▸ **Stated problem**: Tally the lines of the records below that contain the string "carriage", treating uppercase and lowercase as different, and reply with only that number.

▸ **Stored records**:
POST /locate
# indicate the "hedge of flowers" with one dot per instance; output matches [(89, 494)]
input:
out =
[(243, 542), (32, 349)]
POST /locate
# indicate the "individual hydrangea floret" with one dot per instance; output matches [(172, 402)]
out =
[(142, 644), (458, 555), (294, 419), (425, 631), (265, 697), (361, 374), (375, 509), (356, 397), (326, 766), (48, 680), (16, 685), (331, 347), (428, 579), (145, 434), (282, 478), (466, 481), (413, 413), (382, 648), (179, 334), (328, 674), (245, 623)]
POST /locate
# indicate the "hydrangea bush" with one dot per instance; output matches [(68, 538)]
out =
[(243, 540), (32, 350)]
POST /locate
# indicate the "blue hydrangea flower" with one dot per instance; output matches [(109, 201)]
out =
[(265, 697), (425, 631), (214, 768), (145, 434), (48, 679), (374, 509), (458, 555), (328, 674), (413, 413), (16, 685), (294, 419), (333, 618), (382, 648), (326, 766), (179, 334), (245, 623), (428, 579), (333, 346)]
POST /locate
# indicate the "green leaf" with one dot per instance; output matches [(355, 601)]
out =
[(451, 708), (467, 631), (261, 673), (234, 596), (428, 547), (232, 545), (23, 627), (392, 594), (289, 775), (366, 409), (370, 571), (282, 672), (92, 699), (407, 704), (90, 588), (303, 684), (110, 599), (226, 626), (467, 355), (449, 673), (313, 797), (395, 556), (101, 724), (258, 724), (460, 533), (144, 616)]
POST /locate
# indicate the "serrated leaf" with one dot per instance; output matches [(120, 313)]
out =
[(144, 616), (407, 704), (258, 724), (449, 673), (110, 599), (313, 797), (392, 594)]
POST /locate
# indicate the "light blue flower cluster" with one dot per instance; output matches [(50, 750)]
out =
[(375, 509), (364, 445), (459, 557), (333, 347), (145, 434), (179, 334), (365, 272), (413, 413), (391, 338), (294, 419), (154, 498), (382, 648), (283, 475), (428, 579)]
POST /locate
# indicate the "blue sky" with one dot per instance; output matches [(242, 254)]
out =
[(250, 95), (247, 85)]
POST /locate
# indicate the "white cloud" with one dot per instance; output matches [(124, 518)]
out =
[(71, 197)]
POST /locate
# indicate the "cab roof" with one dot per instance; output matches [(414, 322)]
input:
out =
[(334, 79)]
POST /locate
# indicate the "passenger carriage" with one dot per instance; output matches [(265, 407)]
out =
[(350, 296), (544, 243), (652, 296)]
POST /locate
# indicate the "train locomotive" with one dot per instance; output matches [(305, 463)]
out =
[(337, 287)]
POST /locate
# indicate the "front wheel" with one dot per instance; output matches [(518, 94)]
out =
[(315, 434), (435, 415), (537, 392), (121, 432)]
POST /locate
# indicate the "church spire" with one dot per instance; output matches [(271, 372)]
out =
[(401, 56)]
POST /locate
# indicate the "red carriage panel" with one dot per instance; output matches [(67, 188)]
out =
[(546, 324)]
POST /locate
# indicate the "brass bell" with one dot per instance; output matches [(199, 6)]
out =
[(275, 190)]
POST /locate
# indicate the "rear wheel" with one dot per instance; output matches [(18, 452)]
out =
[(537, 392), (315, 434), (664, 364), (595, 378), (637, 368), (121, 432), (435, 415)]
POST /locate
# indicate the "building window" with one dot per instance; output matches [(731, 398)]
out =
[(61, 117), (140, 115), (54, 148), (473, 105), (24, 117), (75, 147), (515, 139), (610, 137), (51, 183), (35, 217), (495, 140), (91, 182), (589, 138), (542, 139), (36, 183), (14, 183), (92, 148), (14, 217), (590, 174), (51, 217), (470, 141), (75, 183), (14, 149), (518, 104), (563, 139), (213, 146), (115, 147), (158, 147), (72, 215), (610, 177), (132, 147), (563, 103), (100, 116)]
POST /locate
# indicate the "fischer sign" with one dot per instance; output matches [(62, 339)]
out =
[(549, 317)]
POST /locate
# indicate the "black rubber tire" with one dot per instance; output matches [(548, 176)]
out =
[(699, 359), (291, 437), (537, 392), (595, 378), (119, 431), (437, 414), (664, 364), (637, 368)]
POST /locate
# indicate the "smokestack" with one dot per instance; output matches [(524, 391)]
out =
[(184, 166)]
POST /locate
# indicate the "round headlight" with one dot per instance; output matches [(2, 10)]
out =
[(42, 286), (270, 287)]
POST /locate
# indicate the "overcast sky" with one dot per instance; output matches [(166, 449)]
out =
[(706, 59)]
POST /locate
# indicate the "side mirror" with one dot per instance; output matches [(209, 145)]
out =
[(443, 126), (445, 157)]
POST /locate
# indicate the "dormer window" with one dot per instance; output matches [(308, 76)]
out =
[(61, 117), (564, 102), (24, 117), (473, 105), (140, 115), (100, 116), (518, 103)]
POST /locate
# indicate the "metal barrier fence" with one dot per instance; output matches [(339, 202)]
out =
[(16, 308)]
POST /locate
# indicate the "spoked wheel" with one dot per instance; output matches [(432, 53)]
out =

▸ **Correct answer**: 2